**Provided entries**
++++++++++

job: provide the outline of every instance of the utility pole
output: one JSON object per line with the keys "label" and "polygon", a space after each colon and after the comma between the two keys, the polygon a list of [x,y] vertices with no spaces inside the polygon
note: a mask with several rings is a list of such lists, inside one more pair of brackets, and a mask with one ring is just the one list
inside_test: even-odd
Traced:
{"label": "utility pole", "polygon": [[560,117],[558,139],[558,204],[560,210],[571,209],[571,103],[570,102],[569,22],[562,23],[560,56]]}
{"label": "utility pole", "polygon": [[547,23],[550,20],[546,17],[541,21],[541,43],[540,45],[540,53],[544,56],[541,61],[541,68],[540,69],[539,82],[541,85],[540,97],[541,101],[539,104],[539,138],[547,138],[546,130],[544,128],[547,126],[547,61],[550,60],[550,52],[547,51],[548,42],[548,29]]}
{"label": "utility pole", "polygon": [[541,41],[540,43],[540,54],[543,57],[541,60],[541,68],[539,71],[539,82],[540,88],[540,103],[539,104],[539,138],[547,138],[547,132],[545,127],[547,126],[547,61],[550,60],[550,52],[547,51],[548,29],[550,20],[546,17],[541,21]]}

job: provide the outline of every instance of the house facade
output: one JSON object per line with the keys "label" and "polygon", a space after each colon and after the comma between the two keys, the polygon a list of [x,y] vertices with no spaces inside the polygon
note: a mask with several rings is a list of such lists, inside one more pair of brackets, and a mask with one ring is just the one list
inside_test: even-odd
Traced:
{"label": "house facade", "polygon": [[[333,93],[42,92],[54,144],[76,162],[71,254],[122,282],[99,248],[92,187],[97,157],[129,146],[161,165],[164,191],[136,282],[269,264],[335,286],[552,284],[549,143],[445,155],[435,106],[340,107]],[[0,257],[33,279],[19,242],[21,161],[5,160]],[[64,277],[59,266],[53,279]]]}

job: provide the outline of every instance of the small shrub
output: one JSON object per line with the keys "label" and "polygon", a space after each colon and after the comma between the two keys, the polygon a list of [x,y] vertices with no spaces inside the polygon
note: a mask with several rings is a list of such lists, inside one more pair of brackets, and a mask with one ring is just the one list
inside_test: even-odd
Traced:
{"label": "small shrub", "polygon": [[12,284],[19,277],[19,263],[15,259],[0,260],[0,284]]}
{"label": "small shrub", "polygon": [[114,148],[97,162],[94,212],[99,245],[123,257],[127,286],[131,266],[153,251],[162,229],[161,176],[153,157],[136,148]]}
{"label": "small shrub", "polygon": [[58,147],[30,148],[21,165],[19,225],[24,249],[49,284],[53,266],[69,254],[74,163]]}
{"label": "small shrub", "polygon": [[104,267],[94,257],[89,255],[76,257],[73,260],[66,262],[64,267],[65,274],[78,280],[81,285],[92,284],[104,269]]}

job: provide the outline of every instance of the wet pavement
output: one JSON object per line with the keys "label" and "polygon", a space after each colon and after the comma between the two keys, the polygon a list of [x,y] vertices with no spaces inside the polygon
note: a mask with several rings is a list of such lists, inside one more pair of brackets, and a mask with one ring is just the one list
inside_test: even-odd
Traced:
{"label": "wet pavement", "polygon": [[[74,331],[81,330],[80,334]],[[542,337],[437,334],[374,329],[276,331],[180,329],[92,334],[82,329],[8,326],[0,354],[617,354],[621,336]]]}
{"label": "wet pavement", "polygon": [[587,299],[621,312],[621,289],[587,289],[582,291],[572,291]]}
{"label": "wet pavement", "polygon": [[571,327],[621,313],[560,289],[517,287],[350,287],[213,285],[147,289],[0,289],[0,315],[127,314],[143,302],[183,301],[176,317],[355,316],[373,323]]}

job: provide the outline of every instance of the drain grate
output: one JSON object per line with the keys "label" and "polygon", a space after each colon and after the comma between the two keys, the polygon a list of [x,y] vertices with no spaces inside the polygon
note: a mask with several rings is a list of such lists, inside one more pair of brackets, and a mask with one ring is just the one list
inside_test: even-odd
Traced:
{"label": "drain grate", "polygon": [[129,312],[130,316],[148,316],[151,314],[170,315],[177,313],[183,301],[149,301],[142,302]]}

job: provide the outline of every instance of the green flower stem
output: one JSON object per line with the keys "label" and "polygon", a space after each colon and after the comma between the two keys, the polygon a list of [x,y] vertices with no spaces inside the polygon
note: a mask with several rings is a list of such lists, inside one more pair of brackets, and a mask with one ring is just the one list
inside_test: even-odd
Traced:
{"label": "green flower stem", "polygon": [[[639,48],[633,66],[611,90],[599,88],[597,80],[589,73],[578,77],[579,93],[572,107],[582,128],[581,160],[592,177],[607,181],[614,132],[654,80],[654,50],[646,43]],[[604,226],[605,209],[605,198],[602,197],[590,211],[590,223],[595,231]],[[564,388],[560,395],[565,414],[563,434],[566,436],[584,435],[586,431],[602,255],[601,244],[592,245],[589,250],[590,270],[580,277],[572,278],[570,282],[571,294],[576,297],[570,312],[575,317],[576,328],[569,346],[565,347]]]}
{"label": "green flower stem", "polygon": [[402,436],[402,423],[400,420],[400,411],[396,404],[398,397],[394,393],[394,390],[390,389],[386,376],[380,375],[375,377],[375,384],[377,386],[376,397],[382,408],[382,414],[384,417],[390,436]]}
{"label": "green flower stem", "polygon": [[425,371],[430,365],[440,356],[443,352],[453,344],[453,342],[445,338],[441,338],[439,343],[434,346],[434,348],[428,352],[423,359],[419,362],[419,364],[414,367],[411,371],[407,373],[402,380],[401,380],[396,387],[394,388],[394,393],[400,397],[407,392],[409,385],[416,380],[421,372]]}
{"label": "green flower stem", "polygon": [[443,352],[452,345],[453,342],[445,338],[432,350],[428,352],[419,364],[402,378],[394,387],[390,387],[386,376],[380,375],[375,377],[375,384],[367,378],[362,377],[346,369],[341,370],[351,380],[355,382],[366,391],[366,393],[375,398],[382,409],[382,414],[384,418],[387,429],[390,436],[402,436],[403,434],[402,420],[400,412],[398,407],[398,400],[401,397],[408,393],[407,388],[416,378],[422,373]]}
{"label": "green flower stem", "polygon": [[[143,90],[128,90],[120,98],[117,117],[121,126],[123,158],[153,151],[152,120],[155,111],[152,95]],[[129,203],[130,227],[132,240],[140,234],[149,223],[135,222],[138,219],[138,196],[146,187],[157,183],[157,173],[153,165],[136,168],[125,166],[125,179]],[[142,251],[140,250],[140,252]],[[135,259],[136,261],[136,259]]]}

++++++++++

**Task requirements**
Find every line in the data above that contains the word "shrub", and copy each of those lines.

**Exercise solution**
job: provide the outline of every instance of the small shrub
{"label": "small shrub", "polygon": [[12,284],[19,277],[19,263],[15,259],[0,260],[0,284]]}
{"label": "small shrub", "polygon": [[114,148],[97,162],[94,212],[99,245],[123,257],[127,286],[131,266],[153,251],[162,229],[161,176],[153,157],[136,148]]}
{"label": "small shrub", "polygon": [[58,147],[30,148],[21,165],[19,225],[24,249],[49,284],[53,266],[69,254],[74,163]]}
{"label": "small shrub", "polygon": [[104,267],[94,257],[89,255],[76,257],[73,260],[66,262],[64,267],[65,274],[78,280],[81,285],[92,284],[104,269]]}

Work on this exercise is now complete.